- What is expected:
Please copy the items below word for word, from the line holding "Target: red collar" through the end of the items, inclusive, and leave the pictures out of your copy.

--- BEGIN Task data ---

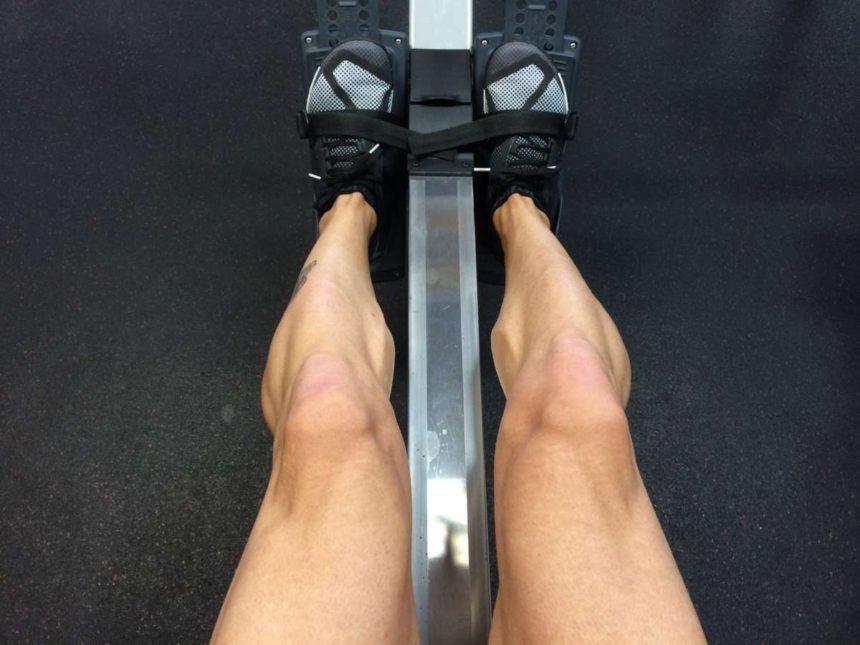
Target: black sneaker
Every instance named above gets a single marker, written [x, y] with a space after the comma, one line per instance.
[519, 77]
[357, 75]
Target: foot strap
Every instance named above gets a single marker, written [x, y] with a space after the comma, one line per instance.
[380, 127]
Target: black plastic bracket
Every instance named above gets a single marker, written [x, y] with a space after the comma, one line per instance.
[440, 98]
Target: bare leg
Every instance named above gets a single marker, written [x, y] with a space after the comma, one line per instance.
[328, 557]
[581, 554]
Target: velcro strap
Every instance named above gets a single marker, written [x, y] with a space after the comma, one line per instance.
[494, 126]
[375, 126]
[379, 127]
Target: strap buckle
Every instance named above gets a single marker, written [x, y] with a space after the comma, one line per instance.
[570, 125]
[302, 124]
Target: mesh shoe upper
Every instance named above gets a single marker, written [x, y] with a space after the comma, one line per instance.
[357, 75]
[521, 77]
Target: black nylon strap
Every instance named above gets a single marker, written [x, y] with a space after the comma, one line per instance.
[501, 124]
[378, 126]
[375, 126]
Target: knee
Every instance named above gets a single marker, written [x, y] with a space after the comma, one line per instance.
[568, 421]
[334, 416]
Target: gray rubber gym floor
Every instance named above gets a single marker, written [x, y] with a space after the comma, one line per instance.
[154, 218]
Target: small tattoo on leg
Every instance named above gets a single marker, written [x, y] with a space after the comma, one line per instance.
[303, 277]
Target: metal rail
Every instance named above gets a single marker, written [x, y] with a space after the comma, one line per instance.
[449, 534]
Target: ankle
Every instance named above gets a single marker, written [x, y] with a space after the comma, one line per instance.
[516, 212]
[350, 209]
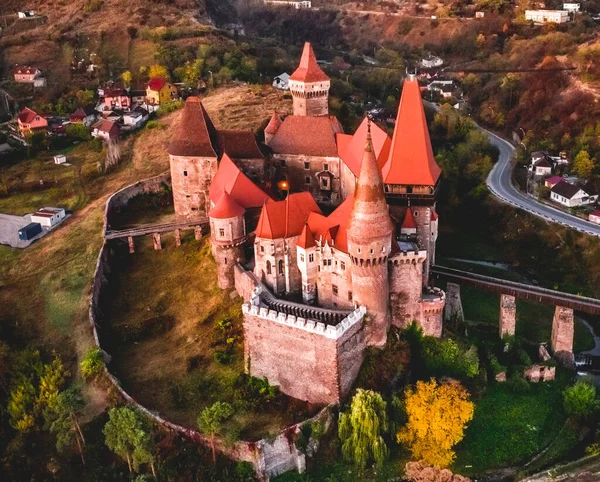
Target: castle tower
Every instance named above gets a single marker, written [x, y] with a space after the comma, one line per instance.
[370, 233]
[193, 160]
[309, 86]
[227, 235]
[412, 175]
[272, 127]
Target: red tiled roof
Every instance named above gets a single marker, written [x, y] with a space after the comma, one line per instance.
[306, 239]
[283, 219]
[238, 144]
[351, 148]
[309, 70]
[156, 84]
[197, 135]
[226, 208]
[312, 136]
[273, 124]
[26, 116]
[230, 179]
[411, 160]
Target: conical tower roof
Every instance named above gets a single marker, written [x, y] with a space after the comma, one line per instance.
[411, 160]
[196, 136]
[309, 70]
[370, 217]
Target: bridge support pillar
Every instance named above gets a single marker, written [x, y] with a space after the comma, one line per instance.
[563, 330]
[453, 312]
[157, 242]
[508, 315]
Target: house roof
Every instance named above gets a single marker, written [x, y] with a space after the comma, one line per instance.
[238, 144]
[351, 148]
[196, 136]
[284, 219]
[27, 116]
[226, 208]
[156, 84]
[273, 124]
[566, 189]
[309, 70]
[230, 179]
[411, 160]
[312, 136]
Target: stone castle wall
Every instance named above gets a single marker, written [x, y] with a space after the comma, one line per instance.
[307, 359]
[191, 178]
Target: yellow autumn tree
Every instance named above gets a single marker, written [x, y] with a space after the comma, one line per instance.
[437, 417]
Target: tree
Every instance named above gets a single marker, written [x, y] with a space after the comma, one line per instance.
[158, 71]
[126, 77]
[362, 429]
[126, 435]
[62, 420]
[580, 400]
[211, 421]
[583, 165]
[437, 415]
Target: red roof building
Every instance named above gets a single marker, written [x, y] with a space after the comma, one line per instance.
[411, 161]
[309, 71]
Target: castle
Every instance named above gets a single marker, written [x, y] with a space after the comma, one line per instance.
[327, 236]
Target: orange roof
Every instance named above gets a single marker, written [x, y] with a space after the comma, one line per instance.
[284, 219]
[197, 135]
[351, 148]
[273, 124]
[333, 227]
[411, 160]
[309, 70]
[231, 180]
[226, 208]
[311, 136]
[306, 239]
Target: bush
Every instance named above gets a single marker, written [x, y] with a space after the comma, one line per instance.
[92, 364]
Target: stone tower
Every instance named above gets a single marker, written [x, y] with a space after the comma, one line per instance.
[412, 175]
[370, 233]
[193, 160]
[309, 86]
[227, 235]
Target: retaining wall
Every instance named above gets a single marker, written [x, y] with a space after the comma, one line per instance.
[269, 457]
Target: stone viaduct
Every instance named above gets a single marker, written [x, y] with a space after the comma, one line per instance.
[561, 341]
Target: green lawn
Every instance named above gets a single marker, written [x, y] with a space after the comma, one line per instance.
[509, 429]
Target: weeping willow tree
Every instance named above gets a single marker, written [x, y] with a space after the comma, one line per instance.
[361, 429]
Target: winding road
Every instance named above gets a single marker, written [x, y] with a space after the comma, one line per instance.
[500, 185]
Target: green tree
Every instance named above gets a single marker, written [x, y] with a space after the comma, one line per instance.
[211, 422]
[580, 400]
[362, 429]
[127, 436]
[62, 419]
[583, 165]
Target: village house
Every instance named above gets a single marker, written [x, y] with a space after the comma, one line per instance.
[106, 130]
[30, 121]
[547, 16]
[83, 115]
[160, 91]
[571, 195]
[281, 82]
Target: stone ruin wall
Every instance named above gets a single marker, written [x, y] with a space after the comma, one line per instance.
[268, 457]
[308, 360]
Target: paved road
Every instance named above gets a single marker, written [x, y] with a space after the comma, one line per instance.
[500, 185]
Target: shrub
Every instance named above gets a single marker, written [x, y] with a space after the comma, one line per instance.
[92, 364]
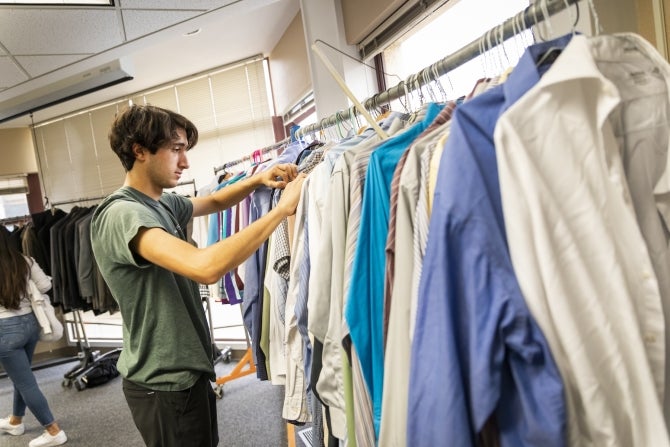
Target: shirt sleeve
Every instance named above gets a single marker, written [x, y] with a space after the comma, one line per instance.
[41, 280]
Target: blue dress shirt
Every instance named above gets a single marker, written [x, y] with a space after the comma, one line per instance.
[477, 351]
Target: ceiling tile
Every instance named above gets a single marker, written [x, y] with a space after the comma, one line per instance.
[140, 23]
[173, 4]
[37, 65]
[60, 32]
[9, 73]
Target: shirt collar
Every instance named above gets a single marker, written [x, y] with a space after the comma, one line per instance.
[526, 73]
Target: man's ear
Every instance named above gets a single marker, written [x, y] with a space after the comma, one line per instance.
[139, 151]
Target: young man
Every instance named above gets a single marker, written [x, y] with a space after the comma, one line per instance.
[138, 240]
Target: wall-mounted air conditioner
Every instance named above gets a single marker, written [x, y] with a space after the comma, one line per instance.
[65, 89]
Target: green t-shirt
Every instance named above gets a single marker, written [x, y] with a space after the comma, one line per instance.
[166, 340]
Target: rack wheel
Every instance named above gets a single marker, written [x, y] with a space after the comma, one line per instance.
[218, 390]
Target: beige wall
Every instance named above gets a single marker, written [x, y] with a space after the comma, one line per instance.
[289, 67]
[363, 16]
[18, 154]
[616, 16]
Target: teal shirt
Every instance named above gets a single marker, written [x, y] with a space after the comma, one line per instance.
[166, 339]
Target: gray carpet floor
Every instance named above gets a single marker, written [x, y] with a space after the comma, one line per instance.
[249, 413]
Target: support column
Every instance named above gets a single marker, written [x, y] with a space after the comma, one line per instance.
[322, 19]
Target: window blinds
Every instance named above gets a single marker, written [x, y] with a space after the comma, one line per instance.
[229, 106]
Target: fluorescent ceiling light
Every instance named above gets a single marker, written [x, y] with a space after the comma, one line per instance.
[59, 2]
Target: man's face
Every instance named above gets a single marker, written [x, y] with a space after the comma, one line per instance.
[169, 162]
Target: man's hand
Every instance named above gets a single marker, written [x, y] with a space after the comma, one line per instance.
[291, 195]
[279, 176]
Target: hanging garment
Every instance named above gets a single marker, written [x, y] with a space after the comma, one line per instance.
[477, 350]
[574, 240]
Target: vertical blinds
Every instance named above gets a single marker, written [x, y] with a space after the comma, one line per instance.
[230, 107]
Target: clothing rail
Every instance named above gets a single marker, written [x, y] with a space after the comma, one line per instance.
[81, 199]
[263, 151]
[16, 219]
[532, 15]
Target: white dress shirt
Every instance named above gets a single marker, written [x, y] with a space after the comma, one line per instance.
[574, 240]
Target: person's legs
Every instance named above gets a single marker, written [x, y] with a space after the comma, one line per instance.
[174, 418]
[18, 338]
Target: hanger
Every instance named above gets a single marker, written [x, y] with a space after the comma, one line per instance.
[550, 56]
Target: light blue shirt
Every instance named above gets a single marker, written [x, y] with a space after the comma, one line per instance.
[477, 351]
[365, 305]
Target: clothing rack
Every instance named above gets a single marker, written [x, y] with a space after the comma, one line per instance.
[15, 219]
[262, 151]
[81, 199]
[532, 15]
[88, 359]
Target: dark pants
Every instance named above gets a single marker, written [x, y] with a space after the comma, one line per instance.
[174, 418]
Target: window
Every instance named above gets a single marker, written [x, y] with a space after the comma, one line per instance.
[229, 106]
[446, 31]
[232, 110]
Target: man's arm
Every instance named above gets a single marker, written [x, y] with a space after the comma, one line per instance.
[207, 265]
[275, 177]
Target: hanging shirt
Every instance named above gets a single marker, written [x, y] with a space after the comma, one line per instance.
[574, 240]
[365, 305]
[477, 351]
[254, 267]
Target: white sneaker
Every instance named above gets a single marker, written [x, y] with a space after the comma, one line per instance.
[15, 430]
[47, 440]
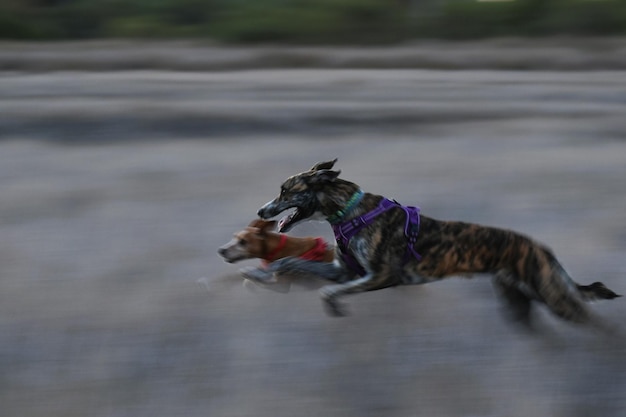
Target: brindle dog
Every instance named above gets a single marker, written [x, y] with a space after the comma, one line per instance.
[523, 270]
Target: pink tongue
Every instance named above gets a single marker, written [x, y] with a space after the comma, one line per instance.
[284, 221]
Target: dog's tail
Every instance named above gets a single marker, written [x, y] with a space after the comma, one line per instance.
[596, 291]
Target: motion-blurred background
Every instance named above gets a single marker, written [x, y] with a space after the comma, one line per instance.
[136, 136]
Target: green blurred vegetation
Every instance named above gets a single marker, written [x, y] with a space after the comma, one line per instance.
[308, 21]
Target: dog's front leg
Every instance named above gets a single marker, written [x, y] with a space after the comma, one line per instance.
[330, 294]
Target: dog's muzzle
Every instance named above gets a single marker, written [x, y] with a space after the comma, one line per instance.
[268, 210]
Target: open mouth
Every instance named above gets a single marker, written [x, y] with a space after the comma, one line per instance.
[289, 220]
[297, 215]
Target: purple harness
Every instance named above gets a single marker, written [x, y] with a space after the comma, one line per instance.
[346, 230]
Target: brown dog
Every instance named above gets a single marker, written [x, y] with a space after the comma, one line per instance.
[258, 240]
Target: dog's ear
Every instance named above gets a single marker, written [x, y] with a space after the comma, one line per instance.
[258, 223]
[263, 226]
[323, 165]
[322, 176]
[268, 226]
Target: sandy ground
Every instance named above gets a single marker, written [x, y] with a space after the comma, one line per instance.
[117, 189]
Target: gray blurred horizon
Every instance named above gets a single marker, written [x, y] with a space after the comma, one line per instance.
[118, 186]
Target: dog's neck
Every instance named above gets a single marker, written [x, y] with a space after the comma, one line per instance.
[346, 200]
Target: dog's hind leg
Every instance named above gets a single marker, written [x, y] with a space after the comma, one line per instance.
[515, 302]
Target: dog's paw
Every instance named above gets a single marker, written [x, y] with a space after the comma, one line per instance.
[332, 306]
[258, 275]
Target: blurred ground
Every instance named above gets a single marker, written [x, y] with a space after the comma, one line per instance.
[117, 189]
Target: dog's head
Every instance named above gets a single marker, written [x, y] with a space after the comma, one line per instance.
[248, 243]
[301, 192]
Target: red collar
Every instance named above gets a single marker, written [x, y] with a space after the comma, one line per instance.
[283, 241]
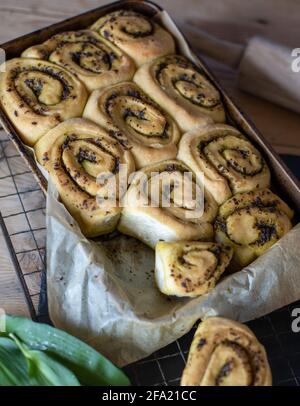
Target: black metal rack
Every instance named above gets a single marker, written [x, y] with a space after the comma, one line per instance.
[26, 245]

--- END Task data ---

- Worked solution:
Target: red collar
Every instance named above gets a single marker, written [x, y] with a space after the comma, one line per instance.
[283, 241]
Target: black metal rack
Every instance named above gets a single marker, written [x, y] with a space after the comma, one line per instance.
[26, 245]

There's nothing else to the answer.